:: PASSAGE ::
▬▬▬▬▬▬▬▬▬▬

So section 261 "specifically [defines] the time zones as offsets from UTC" and section 260a(a) describes the "optional one-hour DST shifts".

That's not what TZif files do; they specify, for local time zone types, the *current* offset from UTC for that local time zone type, including shifts for DST or Ramadan or any other such change.

> I'm involved with several standards projects at the Society of Motion Picture and Television Engineers (SMPTE). The television and broadcast industries have used "SMPTE Timecode" (defined primarily by a standard named ST12-1) for decades, since the mid 1970s. SMPTE Timecode is used in very many ways, from labeling of video frames to synchronization and essentially glues the timekeeping of the whole industry together.
> 
> SMPTE Timecode was derived from IRIG and is quite similar to the formats used by WWV radio and others with addition of video-related metadata.
> 
> Timecode is used all over the world, where various video rates are used. For example most of Europe uses 1/25 (25 frames-per-second). These systems have an exact relation to running time in seconds and are sometimes called "integral rate". But the USA, Canada, Japan and others use the 'strange' rate off 30000/1001, called a "non-integral rate". This has all sorts of algorithmic ramifications and implementations must be careful with their math. But this is well-know in the industry. Meantime there is the matter of audio synchronization of various frequencies with video. A typical audio frequency is 48000/1.
> 
> If you're interested in more detail about video and audio rates and SMPTE Timecode you might read:
> 
> Conversion of Audio Samples to Video Frames
> Brooks Harris, May 8, 1998
> http://edlmax.com/AudioNTSC.htm
> 
> Conversion between SMPTE hh:mm:ss:ff Time Code and Frames
> Brooks Harris, EdlMax, LLC. Version V4 2015-04-04
> http://edlmax.com/SMPTETimeCodeConversion.htm
> 
> In broadcast television it's important to have the hh:mm:ss portion of the timecode run as close as possible to local time. But SMPTE timecode and equipment that depends on it cannot tolerate a discontinuity in the hh:mm:ss:video-frame sequence. To work around this limitation the industry has typically adopted a procedure called "Daily Jam". Here, DST shifts, STDOFF shifts and leap-second shifts are deferred to some local time and the  hh:mm:ss:video-frame values are reset ("jammed") to match the local wall-clock time. This is an imperfect solution which can produce a "glitch" in the hh:mm:ss:video-frame sequence, especially for systems running at "non-integer" rates. Therefore the "Daily Jam" is typically instituted at some local time least likely to disrupt normal operations. In the USA this time is typically 02:00:00 (2am). Daily Jam is imperfect but an effective work-around that has been used for decades.

▬▬▬▬▬▬▬▬▬▬

Pick up the discussion of SMPTE timecode and local time where it stops, and keep going in the same technical voice.

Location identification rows
▬▬▬▬▬▬▬▬▬▬

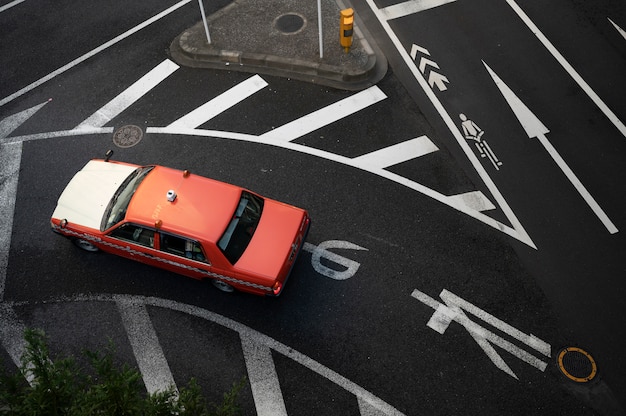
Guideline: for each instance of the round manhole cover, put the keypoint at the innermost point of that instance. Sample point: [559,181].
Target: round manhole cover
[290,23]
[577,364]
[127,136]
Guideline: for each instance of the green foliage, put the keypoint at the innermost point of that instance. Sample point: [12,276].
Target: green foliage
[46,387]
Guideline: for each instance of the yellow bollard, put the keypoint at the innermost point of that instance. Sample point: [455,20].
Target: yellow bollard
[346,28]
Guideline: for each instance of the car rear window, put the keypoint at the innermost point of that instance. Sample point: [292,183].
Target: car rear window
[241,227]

▬▬▬▬▬▬▬▬▬▬

:: THE RESPONSE ::
Hey, I'm old enough to remember when TV stations signed off for the night.  That would have worked fine back then.

> 
> In recent years SMPTE has developed several standards related to packet-based network "streaming" of video and audio. They've elected to use IEEE Precision Time Protocol as the primary synchronization reference. The standards called ST2059-1 and ST2059-2 in particular define the relation of timecode to PTP time. These also codify the use of Daily Jam procedures.
> 
> User requirements call for use of local time together with video frame and audio-sample accuracy. And it is this set of challenges that have brought me (kicking and screaming :-) ) into the wider world of timekeeping and so to Tz Database.
> 
> In 2019 I was invited to make a presentation to ION/PTTI:
> Accurate Local Timestamps, Brooks Harris
> https://www.ion.org/publications/abstract.cfm?articleID=16763
> 
> In this I pointed out that typical timestamps were insufficient to represent truly unambiguous local time. If we have two ISO 8601 timestamps with date, time and UTC offset:
> 2023-07-01 00:01:23 -7:00
> 2023-07-01 00:04:56 -7:00
> We can normalize to UTC and determine that the first precedes the second; precedence is established. Great! This, of course, is the first of most important aspect of timekeeping. This was the whole point to Posix-time to begin with; maintain event precedence within the system.

Or, rather, to provide a monotonic scale for time-stamping events - the goals are 1) allow conversion to local time and 2) maintain monotonicity.

(Leap seconds, and the POSIX choice to mandate 86400-second days, made monotonicity a bit tricky, but I digress....)

> But this entirely misses the fact that the two timestamps may have come from two different time zones. If you add the time zone it becomes much clearer what the meaning of the two events are:
> 2023-07-01 00:01:23 -7:00 America/Los_Angeles
> 2023-07-01 00:04:56 -7:00 America/Phoenix
> 

> But this does not signal that DST was in effect in America/Los_Angeles and not observed in America/Phoenix. You could add an "isdst" flag:
> 2023-07-01 00:01:23 -7:00 America/Los_Angeles DST
> 2023-07-01 00:04:56 -7:00 America/Phoenix STD
> That works (more-or-less) in these two typical and familiar cases.

So presumably there's a requirement for those representations of local time other than "allow local time to be displayed" and "be convertible to UTC", as that's true of that time stamp format without either the timezone ID or a DST/STD indication.'

(Presumably "DST" means "not STD" rather than "daylight saving time", as 1) Morocco shifts its clocks for Ramadan but that's not DST and 2) Ireland's *summer* time is standard time.)

> But when you get to other time zones that simple logic may not hold up. My favorite "kryptonite" example is Europe/Moscow:

	...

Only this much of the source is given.